Nachfolger gesucht: Röttgen oder Koch?

Für sein Verharren in der Deckung in der Krise erntet Glos sowohl von der Opposition als auch aus den eigenen Reihen Spott und Verärgerung. Berlins Regierender Bürgermeister Klaus Wowereit fragte nur stichelnd: "Wo ist eigentlich Glos?" Und auch der Grünen-Fraktionschef Fritz Kuhn nannte ihn eine "Schlaftablette auf zwei Beinen" und einen "Null-Bock-Minister", berichtete die "Welt". Der Wirtschaftsminister Michael Glos hat eben keine Lust auf seinen Job, den er 2005 antrat, und machte daraus nie ein Geheimnis. Spätestens im Herbst nach der Bundestagswahl soll endgültig Schluss sein, mit der unliebsamen Position. Glos strebt nach höherem und würde wohl am liebsten stellvertretender Bundestagspräsident werden, schreibt der "Spiegel" in einer Juni-Ausgabe.

--------------------------------------------------

*Aufgabenstellung*
[1] Nenne alle Personen, die im Auszug über Michael Glos namentlich vorkommen.
[2] Gib bitte den Auszug über Michael Glos von „Nachfolger gesucht: Röttgen“ bis „in einer Juni-Ausgabe.“ wortgetreu wieder.
[3] Führe den Auszug über Michael Glos im Anschluss an seinen letzten Satz weiter.
Die Einträge haben mit dem Auszug über Michael Glos nichts zu tun.

--------------------------------------------------

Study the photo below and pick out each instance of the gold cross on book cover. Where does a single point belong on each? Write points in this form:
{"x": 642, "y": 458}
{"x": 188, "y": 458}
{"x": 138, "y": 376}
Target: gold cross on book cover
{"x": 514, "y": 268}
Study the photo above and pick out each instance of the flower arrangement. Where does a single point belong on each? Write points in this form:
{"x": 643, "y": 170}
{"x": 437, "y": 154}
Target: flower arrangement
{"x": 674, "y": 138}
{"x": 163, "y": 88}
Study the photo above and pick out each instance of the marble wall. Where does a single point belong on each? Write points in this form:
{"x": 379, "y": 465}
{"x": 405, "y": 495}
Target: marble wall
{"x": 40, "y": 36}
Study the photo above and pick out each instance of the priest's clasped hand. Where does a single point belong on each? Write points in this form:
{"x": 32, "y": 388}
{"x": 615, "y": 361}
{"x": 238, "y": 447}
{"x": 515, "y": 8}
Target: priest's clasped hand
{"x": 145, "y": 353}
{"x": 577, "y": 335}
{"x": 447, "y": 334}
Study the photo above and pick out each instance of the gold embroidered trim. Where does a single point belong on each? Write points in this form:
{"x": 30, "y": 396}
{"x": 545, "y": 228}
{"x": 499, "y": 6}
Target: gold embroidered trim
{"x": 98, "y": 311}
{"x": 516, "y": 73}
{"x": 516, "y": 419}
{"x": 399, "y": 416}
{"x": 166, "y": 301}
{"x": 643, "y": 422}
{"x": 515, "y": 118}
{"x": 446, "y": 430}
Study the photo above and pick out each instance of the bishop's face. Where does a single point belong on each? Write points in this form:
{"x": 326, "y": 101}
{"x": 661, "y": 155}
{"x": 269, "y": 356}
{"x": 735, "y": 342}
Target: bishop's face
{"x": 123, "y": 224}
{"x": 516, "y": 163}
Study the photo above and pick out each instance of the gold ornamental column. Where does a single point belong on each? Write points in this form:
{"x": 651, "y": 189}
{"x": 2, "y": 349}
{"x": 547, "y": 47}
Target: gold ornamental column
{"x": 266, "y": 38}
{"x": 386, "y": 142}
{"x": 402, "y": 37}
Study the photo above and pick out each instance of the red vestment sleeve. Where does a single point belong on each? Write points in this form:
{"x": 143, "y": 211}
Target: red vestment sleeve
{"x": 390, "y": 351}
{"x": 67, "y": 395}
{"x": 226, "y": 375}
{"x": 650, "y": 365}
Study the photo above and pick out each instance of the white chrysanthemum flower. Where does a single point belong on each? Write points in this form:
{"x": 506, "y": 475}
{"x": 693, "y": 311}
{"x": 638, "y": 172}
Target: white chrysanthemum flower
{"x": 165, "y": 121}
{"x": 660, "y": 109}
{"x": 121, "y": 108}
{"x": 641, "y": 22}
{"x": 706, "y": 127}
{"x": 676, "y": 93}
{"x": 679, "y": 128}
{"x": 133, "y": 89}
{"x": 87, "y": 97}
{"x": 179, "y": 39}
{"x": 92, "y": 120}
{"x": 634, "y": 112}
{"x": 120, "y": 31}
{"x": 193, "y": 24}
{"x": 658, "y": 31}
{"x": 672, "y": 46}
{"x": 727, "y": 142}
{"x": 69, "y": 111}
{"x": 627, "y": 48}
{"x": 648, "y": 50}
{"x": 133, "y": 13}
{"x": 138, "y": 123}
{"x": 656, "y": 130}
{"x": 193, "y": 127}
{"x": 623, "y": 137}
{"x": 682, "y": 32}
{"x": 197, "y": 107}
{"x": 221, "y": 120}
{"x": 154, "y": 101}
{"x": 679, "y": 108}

--------------------------------------------------

*Antworten in Reihenfolge*
[1] Röttgen, Koch, Michael Glos, Klaus Wowereit, Fritz Kuhn

[2]
Nachfolger gesucht: Röttgen oder Koch?

Für sein Verharren in der Deckung in der Krise erntet Glos sowohl von der Opposition als auch aus den eigenen Reihen Spott und Verärgerung. Berlins Regierender Bürgermeister Klaus Wowereit fragte nur stichelnd: "Wo ist eigentlich Glos?" Und auch der Grünen-Fraktionschef Fritz Kuhn nannte ihn eine "Schlaftablette auf zwei Beinen" und einen "Null-Bock-Minister", berichtete die "Welt". Der Wirtschaftsminister Michael Glos hat eben keine Lust auf seinen Job, den er 2005 antrat, und machte daraus nie ein Geheimnis. Spätestens im Herbst nach der Bundestagswahl soll endgültig Schluss sein, mit der unliebsamen Position. Glos strebt nach höherem und würde wohl am liebsten stellvertretender Bundestagspräsident werden, schreibt der "Spiegel" in einer Juni-Ausgabe.

[3]
Die potentiellen Nachfolger für das Bundeswirtschaftsministerium stehen schon jetzt in den Startlöchern. Zurzeit kursieren vor allem zwei Namen in internen Unionskreisen, weiß die "Süddeutsche Zeitung": Norbert Röttgen und Roland Koch sind demnach ganz versessen auf den Posten. Roland Koch kann mit seiner langjährigen Erfahrung als Ministerpräsident und seinen Fachkenntnissen auftrumpfen, doch unbeliebt machte er sich im Zuge seines aggressiven Auftretens im Hessen-Wahlkampf. Für seine Forderung, kriminelle Ausländer härter zu bestrafen und abzuschieben, erntete er große Empörung. Norbert Röttgen machte auf sich aufmerksam, als er in der vergangenen Woche in einer Bundestagesrede eindringlich darauf verwies, dass in der Finanzkrise das Gemeinwohl oberstes Gebot in diesen schwierigen Zeiten ist. Und übernahm damit eigentlich schon den Job des Bundeswirtschaftsministers.